=== Exercise requirements ===
Extract the listing below in full, unchanged.

=== Record excerpts ===
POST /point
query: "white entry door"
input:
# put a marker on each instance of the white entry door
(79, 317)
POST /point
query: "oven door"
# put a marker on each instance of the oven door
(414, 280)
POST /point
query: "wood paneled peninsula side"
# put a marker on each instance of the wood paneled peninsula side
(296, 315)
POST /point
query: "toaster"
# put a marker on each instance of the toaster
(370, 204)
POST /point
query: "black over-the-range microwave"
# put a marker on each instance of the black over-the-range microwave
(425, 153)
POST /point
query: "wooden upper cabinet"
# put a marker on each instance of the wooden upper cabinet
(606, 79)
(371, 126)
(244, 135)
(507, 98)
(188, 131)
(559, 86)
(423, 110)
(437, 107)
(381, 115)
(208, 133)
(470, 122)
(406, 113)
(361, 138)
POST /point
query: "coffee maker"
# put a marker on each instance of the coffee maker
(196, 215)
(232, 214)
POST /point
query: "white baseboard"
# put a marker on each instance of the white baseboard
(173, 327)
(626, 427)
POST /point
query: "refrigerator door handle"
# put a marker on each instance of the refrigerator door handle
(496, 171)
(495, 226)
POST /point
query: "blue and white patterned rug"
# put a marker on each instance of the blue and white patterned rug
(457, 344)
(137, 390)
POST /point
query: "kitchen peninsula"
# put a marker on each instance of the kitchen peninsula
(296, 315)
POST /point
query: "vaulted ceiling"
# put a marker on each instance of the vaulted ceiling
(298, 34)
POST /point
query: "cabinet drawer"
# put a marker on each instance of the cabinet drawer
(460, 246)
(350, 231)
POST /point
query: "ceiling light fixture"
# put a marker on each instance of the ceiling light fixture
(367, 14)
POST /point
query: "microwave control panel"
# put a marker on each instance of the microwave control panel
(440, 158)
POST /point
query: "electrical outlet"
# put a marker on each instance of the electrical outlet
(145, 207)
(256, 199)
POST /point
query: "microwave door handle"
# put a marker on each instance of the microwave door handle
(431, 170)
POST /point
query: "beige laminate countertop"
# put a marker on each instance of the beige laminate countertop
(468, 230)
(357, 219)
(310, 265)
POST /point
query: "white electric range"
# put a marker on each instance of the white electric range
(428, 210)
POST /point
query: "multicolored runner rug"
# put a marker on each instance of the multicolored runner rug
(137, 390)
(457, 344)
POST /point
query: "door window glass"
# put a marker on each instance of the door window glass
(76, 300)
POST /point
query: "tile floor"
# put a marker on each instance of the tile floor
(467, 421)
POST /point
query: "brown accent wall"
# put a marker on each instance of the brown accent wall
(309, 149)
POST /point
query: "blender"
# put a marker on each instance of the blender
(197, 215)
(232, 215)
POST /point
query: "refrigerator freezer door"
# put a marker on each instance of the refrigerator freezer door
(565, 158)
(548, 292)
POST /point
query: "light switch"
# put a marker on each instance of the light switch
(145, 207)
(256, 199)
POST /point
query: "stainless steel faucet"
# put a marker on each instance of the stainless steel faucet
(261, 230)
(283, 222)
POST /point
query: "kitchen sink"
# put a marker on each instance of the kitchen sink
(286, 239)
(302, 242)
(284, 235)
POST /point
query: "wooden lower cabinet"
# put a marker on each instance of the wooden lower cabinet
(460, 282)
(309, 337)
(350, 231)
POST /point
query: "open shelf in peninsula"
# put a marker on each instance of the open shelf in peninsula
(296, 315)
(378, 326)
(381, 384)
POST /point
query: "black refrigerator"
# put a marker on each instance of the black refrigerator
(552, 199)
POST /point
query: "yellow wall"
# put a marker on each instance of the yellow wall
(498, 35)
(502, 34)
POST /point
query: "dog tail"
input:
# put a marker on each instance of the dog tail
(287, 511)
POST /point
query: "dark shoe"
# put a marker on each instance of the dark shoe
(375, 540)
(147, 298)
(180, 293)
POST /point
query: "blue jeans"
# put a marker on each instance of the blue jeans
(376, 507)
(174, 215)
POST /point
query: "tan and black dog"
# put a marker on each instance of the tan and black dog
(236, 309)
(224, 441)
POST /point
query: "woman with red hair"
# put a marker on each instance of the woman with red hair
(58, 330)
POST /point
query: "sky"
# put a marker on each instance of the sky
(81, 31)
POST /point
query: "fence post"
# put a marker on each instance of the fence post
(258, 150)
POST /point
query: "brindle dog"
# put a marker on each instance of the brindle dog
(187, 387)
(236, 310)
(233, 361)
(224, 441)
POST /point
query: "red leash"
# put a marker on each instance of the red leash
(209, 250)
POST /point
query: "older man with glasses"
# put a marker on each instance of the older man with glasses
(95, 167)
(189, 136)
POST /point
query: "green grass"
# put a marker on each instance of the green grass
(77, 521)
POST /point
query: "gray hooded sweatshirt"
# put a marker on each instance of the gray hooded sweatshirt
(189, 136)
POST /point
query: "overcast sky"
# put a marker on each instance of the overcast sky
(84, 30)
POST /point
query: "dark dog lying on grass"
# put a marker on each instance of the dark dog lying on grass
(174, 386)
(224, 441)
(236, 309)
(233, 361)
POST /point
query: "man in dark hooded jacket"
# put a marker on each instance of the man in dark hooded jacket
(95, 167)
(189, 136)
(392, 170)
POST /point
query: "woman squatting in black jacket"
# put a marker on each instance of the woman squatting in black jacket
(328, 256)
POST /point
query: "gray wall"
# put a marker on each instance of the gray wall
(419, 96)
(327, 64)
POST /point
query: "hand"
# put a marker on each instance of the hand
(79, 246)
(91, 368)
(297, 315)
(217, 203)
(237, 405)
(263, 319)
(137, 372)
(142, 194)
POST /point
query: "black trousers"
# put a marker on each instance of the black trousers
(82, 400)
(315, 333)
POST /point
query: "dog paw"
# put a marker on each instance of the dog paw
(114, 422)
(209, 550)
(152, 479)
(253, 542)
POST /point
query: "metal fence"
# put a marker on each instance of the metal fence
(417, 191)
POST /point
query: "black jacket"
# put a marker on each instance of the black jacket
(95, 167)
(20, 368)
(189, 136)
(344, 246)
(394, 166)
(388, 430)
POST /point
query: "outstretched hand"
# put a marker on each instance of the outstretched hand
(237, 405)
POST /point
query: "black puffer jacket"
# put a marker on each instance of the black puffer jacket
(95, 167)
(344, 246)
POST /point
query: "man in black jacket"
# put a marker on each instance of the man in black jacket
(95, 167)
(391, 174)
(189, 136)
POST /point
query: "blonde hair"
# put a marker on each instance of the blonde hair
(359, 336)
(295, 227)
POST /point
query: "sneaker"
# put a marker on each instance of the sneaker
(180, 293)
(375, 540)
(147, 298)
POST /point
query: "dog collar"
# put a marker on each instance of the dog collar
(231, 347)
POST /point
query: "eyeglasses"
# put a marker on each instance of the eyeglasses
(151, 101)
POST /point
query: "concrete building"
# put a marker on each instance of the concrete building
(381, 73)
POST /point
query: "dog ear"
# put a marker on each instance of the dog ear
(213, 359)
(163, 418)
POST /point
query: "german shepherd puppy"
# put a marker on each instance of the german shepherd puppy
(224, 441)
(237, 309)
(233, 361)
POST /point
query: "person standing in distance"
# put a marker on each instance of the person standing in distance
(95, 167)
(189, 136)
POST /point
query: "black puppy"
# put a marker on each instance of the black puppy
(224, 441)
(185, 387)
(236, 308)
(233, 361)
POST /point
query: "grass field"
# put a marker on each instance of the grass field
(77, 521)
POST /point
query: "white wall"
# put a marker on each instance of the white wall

=== Solution to the exercise ===
POST /point
query: "white entry door"
input:
# put a marker on each instance of the white entry door
(79, 317)
POST /point
query: "oven door"
# put a marker on each instance of the oven door
(414, 280)
POST /point
query: "wood paneled peninsula side"
# put a marker on each instance of the wood paneled peninsula side
(296, 315)
POST /point
query: "toaster"
# put a marker on each instance of the toaster
(370, 204)
POST /point
query: "black over-the-range microwave"
# put a marker on each instance of the black over-the-range microwave
(425, 153)
POST /point
query: "wooden upper cabinet"
# put a marker on each instance of the wooden upper cabinet
(606, 79)
(371, 126)
(244, 135)
(507, 98)
(188, 131)
(559, 86)
(423, 110)
(437, 107)
(381, 115)
(208, 133)
(470, 122)
(406, 113)
(361, 138)
POST /point
query: "coffee maker"
# put a marker on each instance of the coffee maker
(196, 215)
(232, 214)
POST /point
query: "white baseboard"
# put a marker on each instance of the white baseboard
(173, 327)
(626, 427)
POST /point
query: "refrigerator door handle"
# put a marker on each instance of the refrigerator door handle
(496, 171)
(495, 226)
POST /point
query: "blue and white patterned rug"
# put a marker on each instance of the blue and white patterned rug
(457, 344)
(137, 390)
POST /point
query: "kitchen peninsula"
# put a marker on each instance of the kitchen peninsula
(296, 315)
POST /point
query: "vaulted ceiling"
# put a marker on each instance of the vaulted ceiling
(298, 34)
POST /point
query: "cabinet drawer"
# put a marker on each instance of the cabinet drawer
(460, 246)
(350, 231)
POST /point
query: "ceiling light fixture"
# put a marker on each instance of the ceiling light fixture
(367, 14)
POST /point
query: "microwave control panel"
# put a marker on each instance of the microwave control panel
(440, 158)
POST /point
query: "electrical outlet"
# put a marker on each instance of the electrical outlet
(145, 207)
(256, 199)
POST /point
query: "microwave door handle"
# put a marker on each instance of the microwave door handle
(431, 170)
POST /point
query: "beige laminate countertop"
# put a marker on each instance of the beige laminate countertop
(468, 230)
(357, 219)
(310, 265)
POST /point
query: "white electric range"
# put a marker on each instance of the white electric range
(428, 210)
POST /point
query: "multicolored runner rug"
# put a marker on each instance of the multicolored runner rug
(137, 390)
(457, 344)
POST /point
query: "door window glass"
# put a marker on each instance of the door window glass
(76, 300)
POST /point
query: "tile floor"
# put a marker on each instance of the tile floor
(467, 421)
POST /point
query: "brown accent wall"
# put a marker on each instance of the brown accent wall
(309, 149)
POST /point
query: "blender"
# put a marker on each instance of the blender
(197, 215)
(232, 215)
POST /point
query: "refrigerator freezer door"
# put a marker on each instance of the refrigerator freezer door
(565, 158)
(548, 292)
POST /point
query: "light switch"
# put a marker on each instance of the light switch
(145, 207)
(256, 199)
POST /point
query: "stainless steel faucet"
# put a marker on each instance of the stainless steel faucet
(261, 230)
(283, 222)
POST /point
query: "kitchen sink"
# put a marker on each instance of the kitchen sink
(286, 239)
(302, 242)
(284, 235)
POST /point
query: "wooden lower cabinet"
# put a marker on each instance of the wooden lower cabinet
(460, 282)
(309, 337)
(350, 231)
POST /point
query: "open shelf in peninsula"
# put a marker on each instance of the open shelf in peninsula
(296, 315)
(378, 326)
(381, 384)
POST /point
query: "black refrigerator"
# put a marker on each instance of the black refrigerator
(552, 199)
POST /point
query: "yellow wall"
# put a marker on each instance of the yellow wall
(498, 35)
(502, 34)
POST /point
query: "dog tail"
input:
# put a marker on each instance of the dog tail
(287, 511)
POST /point
query: "dark shoe"
# put a marker on each instance of the dark shoe
(375, 540)
(147, 298)
(180, 293)
POST /point
query: "blue jeans"
# put a marker on each instance of the blue jeans
(376, 507)
(174, 215)
POST /point
query: "tan and black dog"
# put a marker on each instance of the tan and black dog
(236, 309)
(224, 441)
POST /point
query: "woman with red hair"
# put a marker on each instance of the woman with red hair
(58, 330)
POST /point
query: "sky"
# put a marker on each instance of the sky
(81, 31)
POST /point
query: "fence post"
# put a marker on each instance of the fence post
(258, 150)
POST /point
query: "brindle dog"
# put a marker on each instance of the brindle dog
(187, 387)
(236, 310)
(233, 361)
(224, 441)
POST /point
query: "red leash"
# put a marker on each instance of the red leash
(209, 250)
POST /point
query: "older man with glasses"
# put a marker on each instance of the older man with glasses
(95, 167)
(189, 136)
POST /point
query: "green grass"
# put a marker on each instance of the green grass
(77, 521)
POST /point
query: "gray hooded sweatshirt"
# put a marker on each instance of the gray hooded sweatshirt
(189, 136)
POST /point
query: "overcast sky"
# put a marker on each instance of the overcast sky
(84, 30)
POST /point
query: "dark dog lying on grass"
# put a marker on each instance of the dark dog lying on grass
(174, 386)
(224, 441)
(236, 309)
(233, 361)
POST /point
query: "man in dark hooded jacket"
# put a marker on each instance of the man in dark hooded jacket
(95, 167)
(189, 136)
(392, 170)
POST /point
query: "woman squatting in black jacket"
# put a marker on each instance of the woman squatting in black jacket
(328, 256)
POST /point
query: "gray wall"
# put a marker on each instance of the gray wall
(419, 96)
(327, 64)
POST /point
query: "hand"
# put a marker on each instance of the hand
(79, 246)
(91, 368)
(297, 315)
(217, 203)
(237, 405)
(263, 319)
(137, 372)
(142, 194)
POST /point
query: "black trousers"
# put a marker on each instance of the black trousers
(82, 400)
(315, 333)
POST /point
query: "dog paw"
# put a marker on each instance of the dog paw
(114, 422)
(209, 550)
(152, 479)
(253, 542)
POST /point
query: "metal fence"
# put a marker on each instance of the metal fence
(417, 191)
POST /point
query: "black jacket"
# put a marker on each instance of the black jacket
(95, 167)
(20, 368)
(189, 136)
(344, 246)
(394, 166)
(388, 430)
POST /point
query: "outstretched hand"
# put a marker on each instance of the outstretched hand
(237, 405)
POST /point
query: "black puffer jacket"
# put a marker on each instance of the black puffer jacket
(95, 167)
(344, 246)
POST /point
query: "man in black jacket"
# put a marker on each instance of the man in black jacket
(95, 167)
(391, 174)
(189, 136)
POST /point
query: "blonde hair"
# put a marker on each instance of the blonde hair
(359, 336)
(295, 227)
POST /point
query: "sneaker"
# put a marker on each instance of the sneaker
(180, 293)
(375, 540)
(147, 298)
POST /point
query: "dog collar"
# put a marker on each instance of the dog collar
(231, 347)
POST /point
query: "eyeglasses"
# put a marker on each instance of the eyeglasses
(151, 101)
POST /point
query: "concrete building"
# put a marker on each instance of the concrete building
(381, 73)
POST /point
query: "dog ear"
# put a marker on each instance of the dog ear
(213, 359)
(163, 418)
POST /point
query: "german shepherd puppy"
# put a marker on each instance of the german shepherd puppy
(224, 441)
(237, 309)
(233, 361)
POST /point
query: "person standing in distance"
# put a marker on each instance of the person standing in distance
(95, 167)
(189, 136)
POST /point
query: "black puppy"
# put a marker on each instance of the black puppy
(224, 441)
(185, 387)
(236, 308)
(233, 361)
POST /point
query: "grass field"
# put a marker on each instance of the grass field
(77, 521)
POST /point
query: "white wall"
# put a marker on each instance of the white wall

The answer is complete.